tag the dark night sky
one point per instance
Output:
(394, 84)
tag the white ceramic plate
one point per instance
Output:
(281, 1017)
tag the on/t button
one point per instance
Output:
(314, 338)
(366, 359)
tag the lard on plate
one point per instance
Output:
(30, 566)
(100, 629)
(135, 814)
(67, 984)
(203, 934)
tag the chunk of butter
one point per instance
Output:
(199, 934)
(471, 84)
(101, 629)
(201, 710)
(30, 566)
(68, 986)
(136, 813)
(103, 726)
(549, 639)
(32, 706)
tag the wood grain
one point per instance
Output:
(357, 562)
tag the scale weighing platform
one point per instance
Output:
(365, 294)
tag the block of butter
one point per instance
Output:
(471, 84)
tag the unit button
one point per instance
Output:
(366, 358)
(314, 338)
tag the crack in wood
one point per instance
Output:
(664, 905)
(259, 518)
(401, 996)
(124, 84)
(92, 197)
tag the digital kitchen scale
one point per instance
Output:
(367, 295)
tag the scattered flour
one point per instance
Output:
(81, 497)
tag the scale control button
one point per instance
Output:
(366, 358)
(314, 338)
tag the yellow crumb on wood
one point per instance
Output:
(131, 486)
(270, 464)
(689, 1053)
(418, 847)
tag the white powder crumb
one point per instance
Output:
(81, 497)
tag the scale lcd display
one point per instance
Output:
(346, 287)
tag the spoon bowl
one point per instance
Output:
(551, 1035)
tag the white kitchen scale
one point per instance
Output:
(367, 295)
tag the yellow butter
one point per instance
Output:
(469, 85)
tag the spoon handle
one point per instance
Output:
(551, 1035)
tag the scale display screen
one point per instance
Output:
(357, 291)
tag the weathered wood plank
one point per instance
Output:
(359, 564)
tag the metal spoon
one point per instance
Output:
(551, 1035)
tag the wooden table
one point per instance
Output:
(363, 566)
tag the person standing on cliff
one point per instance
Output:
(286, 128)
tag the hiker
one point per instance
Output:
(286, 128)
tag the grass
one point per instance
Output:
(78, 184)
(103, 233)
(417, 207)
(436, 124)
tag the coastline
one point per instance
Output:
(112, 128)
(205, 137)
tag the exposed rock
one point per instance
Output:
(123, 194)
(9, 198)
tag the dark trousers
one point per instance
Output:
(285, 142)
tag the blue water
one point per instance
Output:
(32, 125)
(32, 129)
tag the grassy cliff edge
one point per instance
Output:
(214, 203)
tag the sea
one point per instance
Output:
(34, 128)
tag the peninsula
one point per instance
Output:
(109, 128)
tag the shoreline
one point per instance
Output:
------------------------------------------------------------------------
__Task to carry out__:
Retrieve each line of the data in which the word "plate" can be found.

__Response to this exercise__:
tag the white ceramic plate
tag the lard on plate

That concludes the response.